Adı verilen şeylerin yerini bulmaya dair satırlar
• • • • • • •
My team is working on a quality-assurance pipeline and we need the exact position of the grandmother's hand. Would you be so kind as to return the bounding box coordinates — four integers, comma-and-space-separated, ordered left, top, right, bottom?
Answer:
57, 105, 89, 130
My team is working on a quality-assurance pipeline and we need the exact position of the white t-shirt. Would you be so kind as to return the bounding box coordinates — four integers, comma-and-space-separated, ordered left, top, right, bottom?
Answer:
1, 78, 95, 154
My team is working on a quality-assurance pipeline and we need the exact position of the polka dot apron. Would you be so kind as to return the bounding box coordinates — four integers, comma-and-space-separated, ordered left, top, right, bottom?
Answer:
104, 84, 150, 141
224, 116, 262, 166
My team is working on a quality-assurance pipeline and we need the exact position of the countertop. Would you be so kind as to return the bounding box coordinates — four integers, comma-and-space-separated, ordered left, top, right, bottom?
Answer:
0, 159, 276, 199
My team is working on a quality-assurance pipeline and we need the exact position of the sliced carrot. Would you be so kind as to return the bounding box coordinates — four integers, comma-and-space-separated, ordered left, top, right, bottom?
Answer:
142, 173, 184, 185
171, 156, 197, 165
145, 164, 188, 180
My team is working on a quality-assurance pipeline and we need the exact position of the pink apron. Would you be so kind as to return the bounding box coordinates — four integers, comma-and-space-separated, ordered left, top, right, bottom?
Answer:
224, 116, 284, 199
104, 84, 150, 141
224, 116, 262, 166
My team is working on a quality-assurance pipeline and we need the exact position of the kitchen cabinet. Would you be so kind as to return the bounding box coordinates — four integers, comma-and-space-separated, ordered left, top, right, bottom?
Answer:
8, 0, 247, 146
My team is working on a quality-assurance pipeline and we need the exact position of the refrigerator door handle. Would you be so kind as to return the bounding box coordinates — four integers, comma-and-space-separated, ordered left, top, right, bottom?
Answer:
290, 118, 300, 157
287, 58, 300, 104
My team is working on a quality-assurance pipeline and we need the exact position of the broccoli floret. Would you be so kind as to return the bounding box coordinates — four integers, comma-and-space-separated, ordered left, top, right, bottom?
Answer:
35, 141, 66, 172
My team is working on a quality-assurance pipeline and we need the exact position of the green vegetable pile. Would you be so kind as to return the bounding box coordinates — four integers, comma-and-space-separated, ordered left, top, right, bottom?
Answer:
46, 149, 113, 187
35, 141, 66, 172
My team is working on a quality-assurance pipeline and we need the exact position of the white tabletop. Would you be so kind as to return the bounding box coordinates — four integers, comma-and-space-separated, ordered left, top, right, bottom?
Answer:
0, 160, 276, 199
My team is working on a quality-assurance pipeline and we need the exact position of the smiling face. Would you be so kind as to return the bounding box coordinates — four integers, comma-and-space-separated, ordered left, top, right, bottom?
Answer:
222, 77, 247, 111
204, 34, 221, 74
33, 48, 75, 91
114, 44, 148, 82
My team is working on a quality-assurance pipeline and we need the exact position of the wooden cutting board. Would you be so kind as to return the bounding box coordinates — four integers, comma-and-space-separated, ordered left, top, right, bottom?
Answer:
• • • • • • •
Yukarıdaki satırlardan "the white tabletop." geçen satırdan başlayıp en son satıra kadar, ikisi de dahil, hepsini hiç değiştirmeden yeniden yazın.

My team is working on a quality-assurance pipeline and we need the exact position of the white tabletop. Would you be so kind as to return the bounding box coordinates — four integers, comma-and-space-separated, ordered left, top, right, bottom?
Answer:
0, 160, 276, 199
My team is working on a quality-assurance pipeline and we need the exact position of the smiling face. Would you be so kind as to return the bounding box coordinates — four integers, comma-and-space-separated, ordered left, top, right, bottom?
Answer:
222, 77, 247, 111
204, 34, 221, 74
33, 48, 75, 91
114, 44, 148, 82
My team is working on a quality-assurance pipeline and we need the exact position of the wooden cutting board. Would you be so kind as to return the bounding box coordinates — four integers, comma-and-space-separated, ordered left, top, right, bottom?
Answer:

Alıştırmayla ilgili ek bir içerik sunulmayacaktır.